- _Records from a data source_:
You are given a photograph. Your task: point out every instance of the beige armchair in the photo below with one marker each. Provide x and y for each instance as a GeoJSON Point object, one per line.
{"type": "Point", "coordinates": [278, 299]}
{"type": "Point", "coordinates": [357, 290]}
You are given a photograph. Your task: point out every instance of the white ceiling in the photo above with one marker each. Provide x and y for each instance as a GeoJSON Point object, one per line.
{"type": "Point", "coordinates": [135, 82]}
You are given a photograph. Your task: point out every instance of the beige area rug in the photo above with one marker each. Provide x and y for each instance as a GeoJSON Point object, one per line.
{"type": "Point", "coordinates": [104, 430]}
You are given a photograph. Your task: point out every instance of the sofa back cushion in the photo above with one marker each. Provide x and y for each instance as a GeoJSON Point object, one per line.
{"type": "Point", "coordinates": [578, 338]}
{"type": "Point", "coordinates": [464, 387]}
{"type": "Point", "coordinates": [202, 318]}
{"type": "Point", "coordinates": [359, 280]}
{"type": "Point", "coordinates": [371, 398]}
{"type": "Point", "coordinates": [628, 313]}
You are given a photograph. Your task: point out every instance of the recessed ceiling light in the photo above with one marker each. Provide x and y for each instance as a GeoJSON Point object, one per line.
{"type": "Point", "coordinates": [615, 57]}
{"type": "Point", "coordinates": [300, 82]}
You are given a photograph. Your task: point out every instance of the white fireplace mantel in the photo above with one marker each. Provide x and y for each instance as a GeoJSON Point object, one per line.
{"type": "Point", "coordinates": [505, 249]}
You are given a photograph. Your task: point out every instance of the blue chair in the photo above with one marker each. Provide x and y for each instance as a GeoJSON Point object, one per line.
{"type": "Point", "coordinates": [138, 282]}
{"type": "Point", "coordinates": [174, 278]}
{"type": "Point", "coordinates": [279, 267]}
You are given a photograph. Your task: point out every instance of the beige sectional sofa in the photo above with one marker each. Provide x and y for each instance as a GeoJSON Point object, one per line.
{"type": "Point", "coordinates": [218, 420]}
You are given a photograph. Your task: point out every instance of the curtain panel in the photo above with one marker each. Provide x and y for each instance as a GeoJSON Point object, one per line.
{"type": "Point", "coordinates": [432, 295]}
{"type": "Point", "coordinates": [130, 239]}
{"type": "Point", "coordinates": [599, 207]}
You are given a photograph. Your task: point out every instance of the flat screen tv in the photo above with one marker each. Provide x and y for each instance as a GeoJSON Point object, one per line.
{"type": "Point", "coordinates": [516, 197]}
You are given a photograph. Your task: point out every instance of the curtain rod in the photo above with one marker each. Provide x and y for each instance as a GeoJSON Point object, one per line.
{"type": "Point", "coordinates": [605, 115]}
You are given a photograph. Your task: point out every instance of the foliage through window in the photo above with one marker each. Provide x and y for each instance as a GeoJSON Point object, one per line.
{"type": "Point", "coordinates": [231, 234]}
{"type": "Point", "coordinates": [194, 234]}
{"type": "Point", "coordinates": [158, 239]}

- _WHAT TO DO_:
Write each entry out again. Do not change a word.

- _TASK RESPONSE_:
You are given a photograph. Your task: point out every instance of the beige armchair in the photo below with one marker each. Provide x and y for each instance as a GeoJSON Point object, one per line.
{"type": "Point", "coordinates": [278, 299]}
{"type": "Point", "coordinates": [357, 290]}
You are given a photograph. Your task: point out every instance of the white ceiling in the photo above with one marker each. Provide x and y for each instance as a GeoJSON Point object, one per line.
{"type": "Point", "coordinates": [135, 82]}
You are given a photograph. Your task: point out every instance of the beige area rug in the photo above with one marker each. Provide x and y for each instance as a GeoJSON Point object, one per line.
{"type": "Point", "coordinates": [104, 430]}
You are given a photograph. Your task: point out every instance of the sofa back cushion in the photo above with one marker each. Provide x and y for each instance as a GeoJSON Point object, one per line.
{"type": "Point", "coordinates": [578, 338]}
{"type": "Point", "coordinates": [464, 387]}
{"type": "Point", "coordinates": [202, 318]}
{"type": "Point", "coordinates": [359, 280]}
{"type": "Point", "coordinates": [371, 398]}
{"type": "Point", "coordinates": [628, 313]}
You are given a photograph. Your task: point out every instance of the recessed ceiling light in the photo above with one marker each. Provide x and y for each instance as a GeoJSON Point object, one per line.
{"type": "Point", "coordinates": [615, 57]}
{"type": "Point", "coordinates": [300, 82]}
You are given a photograph. Your task: point out every instance of the white fireplace mantel in the photo above with one marker each. Provide x and y for each instance as a GeoJSON Point object, one per line.
{"type": "Point", "coordinates": [505, 249]}
You are given a photograph. Your task: point out every instance of the blue chair in the photo above with one marker each. Provide x and y for each instance as a GeoJSON Point object, one per line.
{"type": "Point", "coordinates": [138, 282]}
{"type": "Point", "coordinates": [174, 278]}
{"type": "Point", "coordinates": [279, 267]}
You are given a photograph. Your task: point out every instance of the beige sectional sofa in the photo above with one marker each. Provide x and y for each instance as a GeoJSON Point object, one per line.
{"type": "Point", "coordinates": [218, 420]}
You are given a photograph. Your task: point out every instance of the curtain panel in the photo above with one marker each. Provide x and y for each instance as a GeoJSON Point object, one per line.
{"type": "Point", "coordinates": [432, 295]}
{"type": "Point", "coordinates": [130, 239]}
{"type": "Point", "coordinates": [599, 207]}
You are given a photograph. Your task: point out every instance of the flat screen tv in the photo above with one marker each. Provide x and y for each instance as a GeoJSON Point object, one per line.
{"type": "Point", "coordinates": [516, 197]}
You are given a photograph. Your task: point out every instance of the curtain rod in the photo above with one marker each. Provide x and y for each instance as a GeoJSON Point object, one per line.
{"type": "Point", "coordinates": [605, 115]}
You are given a photograph. Your task: point out every instance of the foliage through window in the photo above with one marker each. Provide x and y for each instance as a GeoJSON Point object, one per line.
{"type": "Point", "coordinates": [231, 234]}
{"type": "Point", "coordinates": [194, 234]}
{"type": "Point", "coordinates": [158, 239]}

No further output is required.